• Page extract:
____
UPDATE <table> SET col1 = <expr> [, col2 = <expr>]* [WHERE <expr>];

• Multi-column SET — separate assignments with commas.
• RHS is a full expression — can reference other columns of the same row:

  UPDATE users SET age = age + 1, updated_at = 'now' WHERE id = 42;

• Type enforcement — the declared column type of each target is checked against the assigned expression's result. Mismatch is a clean error; the row (and all other rows that would have been updated by the same statement) stays untouched.
• UNIQUE enforcement — if the update would collide with another row's value on a UNIQUE / PRIMARY KEY column, the whole statement is rejected before any write. No partial updates.
• NULL assignments respect NOT NULL — SET col = NULL on a NOT NULL column errors.

---

DELETE

DELETE FROM <table> [WHERE <expr>];

• No WHERE deletes every row (tables and indexes are preserved; only row data is removed).
• WHERE uses the same expression evaluator as SELECT.
• Secondary indexes are updated alongside the row deletes so a subsequent WHERE col = ... doesn't return stale hits.

---

ALTER TABLE

ALTER TABLE [IF EXISTS] <table> RENAME TO <new_table>;
ALTER TABLE [IF EXISTS] <table> RENAME COLUMN <old_col> TO <new_col>;
ALTER TABLE [IF EXISTS] <table> ADD COLUMN <col_def>;
ALTER TABLE [IF EXISTS] <table> DROP COLUMN <col>;

One operation per statement (SQLite-style). ALTER TABLE foo RENAME TO bar, ADD COLUMN x ... is rejected — issue separate statements instead.

RENAME TO

• Reserved-name rejection: cannot rename to sqlrite_master.
• Errors if the target name is already a table.
• Auto-indexes whose names embed the old table name (sqlrite_autoindex_<old>_<col>) are renamed in lockstep so the schema catalog stays consistent. Explicit indexes carry their user-given name unchanged.

RENAME COLUMN

• Errors if the old column doesn't exist or the new name already exists in the table.
• Re-keys the row storage and updates every dependent index (auto + explicit, secondary / HNSW / FTS) — including auto-index name regeneration.
• Renaming the PRIMARY KEY column is allowed; the table's primary_key pointer follows the new name.

ADD COLUMN

• The column definition reuses the same parser that handles CREATE TABLE columns: same types, same NOT NULL / DEFAULT semantics.
• Rejected: PRIMARY KEY and UNIQUE constraints on the added column. Both would require backfilling the column under uniqueness constraints against existing rows; that path will land alongside multi-column UNIQUE.
____
• Information provided:
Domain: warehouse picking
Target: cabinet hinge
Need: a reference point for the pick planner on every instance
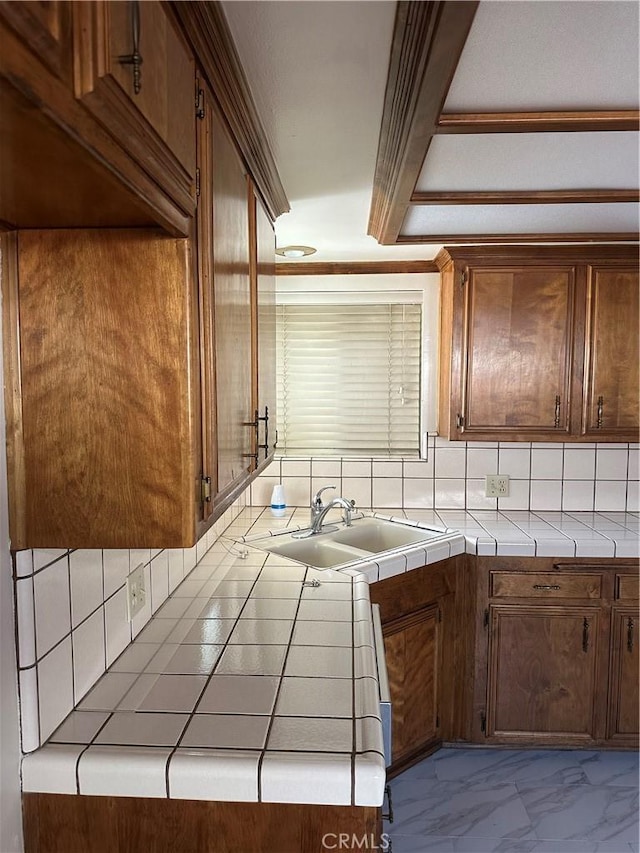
____
• What this exercise asks:
A – Answer these questions using the SQL statement reference:
(i) According to the DELETE section, what happens when a DELETE statement has no WHERE clause?
(ii) What name does the RENAME TO section say a table cannot be renamed to?
(iii) Which two constraints does the ADD COLUMN section reject on the added column?
B – Reproduce everything in the SQL statement reference from "One operation per" down to "the new name.", without any changes.

• Full answers:
A –
(i) Every row is deleted, but tables and indexes are preserved; only row data is removed.
(ii) sqlrite_master.
(iii) PRIMARY KEY and UNIQUE.

B –
One operation per statement (SQLite-style). ALTER TABLE foo RENAME TO bar, ADD COLUMN x ... is rejected — issue separate statements instead.

RENAME TO

• Reserved-name rejection: cannot rename to sqlrite_master.
• Errors if the target name is already a table.
• Auto-indexes whose names embed the old table name (sqlrite_autoindex_<old>_<col>) are renamed in lockstep so the schema catalog stays consistent. Explicit indexes carry their user-given name unchanged.

RENAME COLUMN

• Errors if the old column doesn't exist or the new name already exists in the table.
• Re-keys the row storage and updates every dependent index (auto + explicit, secondary / HNSW / FTS) — including auto-index name regeneration.
• Renaming the PRIMARY KEY column is allowed; the table's primary_key pointer follows the new name.